* WHAT YOU HAVE TO DO: Transcribe the listing below word for word.
— start DATA LINES —
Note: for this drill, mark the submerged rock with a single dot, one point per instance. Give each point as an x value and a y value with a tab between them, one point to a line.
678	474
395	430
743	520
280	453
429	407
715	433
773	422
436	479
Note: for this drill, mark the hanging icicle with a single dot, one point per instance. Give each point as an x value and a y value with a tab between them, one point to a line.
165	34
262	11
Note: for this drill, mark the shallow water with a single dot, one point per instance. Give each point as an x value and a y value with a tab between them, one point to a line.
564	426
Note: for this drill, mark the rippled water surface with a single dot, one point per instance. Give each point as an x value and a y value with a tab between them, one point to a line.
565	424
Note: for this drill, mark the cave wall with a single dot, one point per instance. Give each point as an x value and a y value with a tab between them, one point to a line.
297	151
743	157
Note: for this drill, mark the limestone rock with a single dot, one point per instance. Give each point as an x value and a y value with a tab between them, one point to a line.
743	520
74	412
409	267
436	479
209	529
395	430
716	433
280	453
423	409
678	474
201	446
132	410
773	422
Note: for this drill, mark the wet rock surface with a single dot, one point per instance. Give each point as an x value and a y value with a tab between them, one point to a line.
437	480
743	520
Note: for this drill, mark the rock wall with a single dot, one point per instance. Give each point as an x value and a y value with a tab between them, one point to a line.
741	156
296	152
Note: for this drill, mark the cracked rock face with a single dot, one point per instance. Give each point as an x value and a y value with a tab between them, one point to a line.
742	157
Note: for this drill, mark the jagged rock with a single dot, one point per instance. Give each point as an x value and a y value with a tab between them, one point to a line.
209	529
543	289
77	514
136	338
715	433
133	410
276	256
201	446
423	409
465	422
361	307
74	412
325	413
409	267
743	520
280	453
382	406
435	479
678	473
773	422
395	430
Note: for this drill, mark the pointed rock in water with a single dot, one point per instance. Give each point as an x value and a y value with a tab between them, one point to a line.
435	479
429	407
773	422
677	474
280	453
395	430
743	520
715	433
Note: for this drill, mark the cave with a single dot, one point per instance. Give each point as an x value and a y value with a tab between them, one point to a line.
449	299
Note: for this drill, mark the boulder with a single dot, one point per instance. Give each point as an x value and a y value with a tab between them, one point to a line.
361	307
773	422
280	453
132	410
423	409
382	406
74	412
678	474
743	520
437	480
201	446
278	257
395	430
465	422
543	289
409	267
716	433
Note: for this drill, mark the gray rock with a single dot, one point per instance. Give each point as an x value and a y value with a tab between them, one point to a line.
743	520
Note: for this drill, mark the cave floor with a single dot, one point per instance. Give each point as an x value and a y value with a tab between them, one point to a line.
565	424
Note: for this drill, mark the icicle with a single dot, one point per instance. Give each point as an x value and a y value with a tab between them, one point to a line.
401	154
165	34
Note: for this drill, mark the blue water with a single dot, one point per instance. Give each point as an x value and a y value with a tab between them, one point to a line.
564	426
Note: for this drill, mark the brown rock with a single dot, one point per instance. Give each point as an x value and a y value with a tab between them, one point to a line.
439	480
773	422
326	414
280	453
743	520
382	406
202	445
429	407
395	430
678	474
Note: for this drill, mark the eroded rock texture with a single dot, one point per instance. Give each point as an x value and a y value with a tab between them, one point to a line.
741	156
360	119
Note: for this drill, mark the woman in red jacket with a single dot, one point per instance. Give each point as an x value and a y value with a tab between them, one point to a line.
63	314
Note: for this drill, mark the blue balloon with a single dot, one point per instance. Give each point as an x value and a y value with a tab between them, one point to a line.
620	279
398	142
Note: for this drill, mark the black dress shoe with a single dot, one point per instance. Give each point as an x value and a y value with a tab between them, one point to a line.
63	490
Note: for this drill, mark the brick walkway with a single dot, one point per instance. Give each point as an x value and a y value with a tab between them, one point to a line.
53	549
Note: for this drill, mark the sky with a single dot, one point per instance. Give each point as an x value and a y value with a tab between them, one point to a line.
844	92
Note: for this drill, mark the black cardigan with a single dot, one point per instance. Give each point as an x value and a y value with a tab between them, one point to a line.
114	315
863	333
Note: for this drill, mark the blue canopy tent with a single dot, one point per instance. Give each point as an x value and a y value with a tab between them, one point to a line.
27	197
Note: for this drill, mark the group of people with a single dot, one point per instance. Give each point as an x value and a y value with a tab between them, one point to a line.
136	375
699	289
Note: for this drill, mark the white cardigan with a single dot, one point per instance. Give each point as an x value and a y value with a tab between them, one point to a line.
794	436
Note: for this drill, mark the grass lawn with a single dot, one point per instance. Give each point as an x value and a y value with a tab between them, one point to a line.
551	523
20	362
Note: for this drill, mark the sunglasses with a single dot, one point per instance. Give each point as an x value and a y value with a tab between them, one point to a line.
— end DATA LINES —
* RESPONSE FOR THIS EXERCISE:
Note: for this drill, mark the submerged rock with a single dot, one point per instance. Give each point as an x value and a y value with a tab between them, one point to a line.
678	474
395	430
743	520
280	453
429	407
715	433
773	422
436	479
Note: for this drill, mark the hanging icicle with a single dot, one point per instance. Give each point as an x value and a y value with a tab between them, one point to a line.
165	34
262	11
Note: for this drill, mark the shallow water with a single dot, one point per instance. Give each point as an x value and a y value with a tab between them, one point to a line.
564	426
Note: for this drill, mark the rippled water surface with a single dot, one point per instance. Give each point as an x value and a y value with a tab between them, one point to a line.
565	424
Note: for this drill, mark the cave wall with a single dot, one point per instance. Give each point as an x value and a y value with a tab between them, one point to a line.
297	151
743	157
Note: for this drill, mark the limestone rock with a single dot, one point per instance. Give each point as an x value and a y value with a tab between them, one point to a line.
743	520
74	412
409	267
436	479
209	529
395	430
716	433
280	453
423	409
678	474
201	446
132	410
773	422
Note: for this drill, mark the wet rock surface with a single dot, one point per instance. Give each point as an x value and a y value with a tab between them, one point to a line.
437	480
743	520
Note: for this drill, mark the rock wall with a single dot, one point per instance. Give each point as an x value and a y value with a tab between them, one point to a line.
741	156
296	152
Note: for this drill, mark the cracked rock face with a single dot, one point per instance. Give each point as an x value and a y value with a tab between them, one point to a line.
742	157
Note: for this drill, mark the jagged rock with a single dot, one point per instance. Give each point as an x value and a y value with a tab between them, one point to a line.
209	529
543	289
77	514
136	338
715	433
133	410
276	256
201	446
423	409
465	422
361	307
74	412
325	413
409	267
743	520
280	453
382	406
435	479
678	473
773	422
395	430
Note: for this drill, mark the pointed rock in water with a single dot, one point per instance. Give each point as an x value and a y value with a tab between them, one point to a line.
435	479
429	407
773	422
677	474
280	453
395	430
743	520
715	433
Note: for this drill, mark the cave with a single dot, one point per instance. Give each point as an x value and a y value with a tab between them, one point to a line.
449	299
Note: for this drill, mark the boulder with a single dot, one point per instance. Give each point as an x value and a y value with a tab between them, one point to a line.
361	307
773	422
280	453
132	410
423	409
382	406
74	412
678	474
743	520
437	480
201	446
278	257
395	430
465	422
543	289
409	267
716	433
Note: for this drill, mark the gray rock with a single dot, one point per instance. Give each point as an x value and a y value with a tab between them, one point to a line.
743	520
Note: for this drill, mark the cave floor with a single dot, one point per instance. Give each point as an x value and a y value with a tab between them, one point to a line.
565	424
Note: for this drill, mark the icicle with a single dot, one point per instance. Give each point as an x value and a y value with a tab between them, one point to a line.
401	154
165	34
Note: for this drill, mark the blue water with a single dot, one point per instance. Give each point as an x value and a y value with a tab between them, one point to a line.
564	426
Note: for this drill, mark the brown rock with a single dot, one point per instance. Give each point as an x value and a y value with a tab between them, one point to a line.
439	480
773	422
326	414
280	453
743	520
382	406
202	445
429	407
395	430
678	474
Note: for this drill, mark the eroded rock texture with a single dot, one point per instance. Give each point as an x value and a y value with a tab between them, one point to a line.
741	156
360	119
Note: for this drill, mark the woman in red jacket with a single dot, one point per instance. Give each point as an x value and a y value with a tab between them, one point to a line.
63	314
Note: for this drill, mark the blue balloon with a single dot, one point per instance. Give each point as an x value and a y value with a tab between them, one point to a line.
620	279
398	142
Note: for this drill, mark the black dress shoe with a single dot, one point per instance. Give each point as an x value and a y value with a tab between them, one point to a line.
63	490
Note: for this drill, mark the brick walkway with a single dot, one point per instance. Give each point as an x value and a y value with a tab between them, one point to a line.
53	549
Note: for this drill, mark the sky with a single dot, one point per instance. Give each point as an x value and a y value with a tab between them, one point to a line.
844	92
Note: for this drill, mark the black cardigan with a single dot, one point per instance. Give each point as an x value and a y value with a tab between them, one point to a line.
114	315
863	333
Note: for this drill, mark the blue canopy tent with a single dot, one point per instance. Give each point as an x value and a y value with a tab between them, one point to a line.
27	197
Note: for this drill, mark the group of people with a single dot, one point per instance. Give each point as an x value and a y value with a tab between them, one point to a line.
136	375
699	289
Note: for this drill, mark the white cardigan with a single dot, one point per instance. Give each point as an x value and a y value with a tab between them, one point to a line.
794	436
Note: for this drill, mark the grass lawn with a single dot, one point per instance. Give each point as an x value and a y value with a tab between them, one point to a line.
551	523
20	362
Note: for this drill, mark the sunglasses with a single dot, one point per instance. Give each point as an x value and a y value with a tab between them, one point to a line.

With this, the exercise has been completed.